#### Supplied text
_ _ _

One factor that may be contributing to the problem is that while the enormous amount of data being collected on children is telling us a great deal about their lives, one important data point that’s missing is the measure of the autonomy or agency that children have in their lives.

 

Working on a research project as an undergraduate that allowed her to interview young people between the ages of 9-17 about their experiences in their communities and their schools was an important factor in Dinsmore’s decision to go to graduate school.

 

“That, for me, was what made me sure I wanted to be a sociologist, the experience sitting with young people, hearing their voices and getting a look into their world and hearing the really astute things that they had to say,” Dinsmore said. “I came to graduate school seeing it as a vehicle to continue doing this kind of work.”

 

The key to understanding how all this increased surveillance is affecting today’s youth is easy, said Dinsmore, whose research involved spending two years in high schools observing students and having in-depth conversations with them about their lives. You just have to ask them.

 

“We often don’t think of children and teenagers as social agents or social beings in their own right,” Dinsmore said. “But we should ask kids what they think, because they often have a pretty acute sense of what things are impacting their lives.”

 

One of the things she has discovered in talking to young people is that the kind of schoolwork they were most excited about and engaged with was the kind where the outcomes were more tangible than a grade. Classes like drama, music and vocational-education classes where students are engaged in group projects that have the chance to succeed or to fail are the ones that hold the most meaning for them.

 

“Students have a lot of real responsibility in drama, for example,” Dinsmore said. “They’re responsible for putting on a play, making props, memorizing lines. Teachers give students a lot of agency in the choices they make, and there are real stakes.”

 

The important thing, Dinsmore finds, is that the key to stopping or reversing the downward trend in mental health outcomes for our youngest generation is not to blame social media or to point a finger at teachers or overprotective parents or to look for the kind of easy answers that help win elections.

 

“We need to ask deeper questions about children’s experiences and the rights they have, so we can have deeper societal conversations about the trade-offs that we’re making in how youths’ lives are being structured,” Dinsmore said.

 

Dinsmore’s research also suggests that Black, Latinx and working-class and poor kids are experiencing much more intense forms of surveillance along with many of its harsher side effects, which means the inequality gaps for those communities are growing deeper, and she continues to work with young people, focusing on teacher-student relationships in high schools and how race and class impact their experiences. The work has earned her two National Science Foundation grants that have helped fund her dissertation research and allowed her to hire two undergraduate researchers, something Dinsmore feels is an important part of the undergraduate experience.

_ _ _

#### Complete the following
A - Set down the passage on Dinsmore's research word for word, starting with "The key to understanding" and going on through "to ask them.".
B - In the passage on Dinsmore's research, how long did she spend in high schools observing students?

Named-object pointing lines

_ _ _

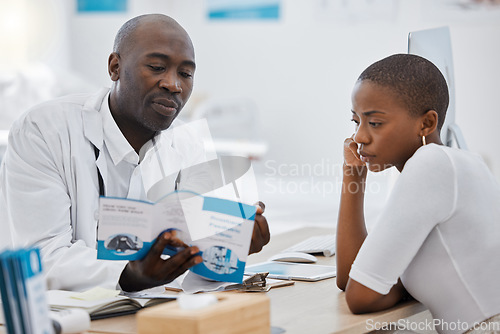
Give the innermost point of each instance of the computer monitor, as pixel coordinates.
(435, 45)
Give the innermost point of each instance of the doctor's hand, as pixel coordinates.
(261, 235)
(153, 271)
(351, 155)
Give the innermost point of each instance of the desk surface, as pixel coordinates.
(306, 307)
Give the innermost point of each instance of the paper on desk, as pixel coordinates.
(193, 283)
(96, 293)
(156, 292)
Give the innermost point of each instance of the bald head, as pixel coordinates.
(125, 37)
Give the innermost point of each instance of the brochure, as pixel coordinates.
(220, 228)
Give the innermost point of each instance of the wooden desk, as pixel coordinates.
(306, 307)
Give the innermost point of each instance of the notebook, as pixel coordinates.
(318, 244)
(103, 306)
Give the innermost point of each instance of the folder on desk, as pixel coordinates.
(23, 292)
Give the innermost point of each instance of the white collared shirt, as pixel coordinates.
(49, 190)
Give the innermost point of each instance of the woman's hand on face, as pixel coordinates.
(351, 155)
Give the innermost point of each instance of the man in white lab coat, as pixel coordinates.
(64, 153)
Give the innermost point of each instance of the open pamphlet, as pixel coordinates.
(220, 228)
(101, 303)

_ _ _

#### Results of the exercise
A -
The key to understanding how all this increased surveillance is affecting today’s youth is easy, said Dinsmore, whose research involved spending two years in high schools observing students and having in-depth conversations with them about their lives. You just have to ask them.

B - Two years.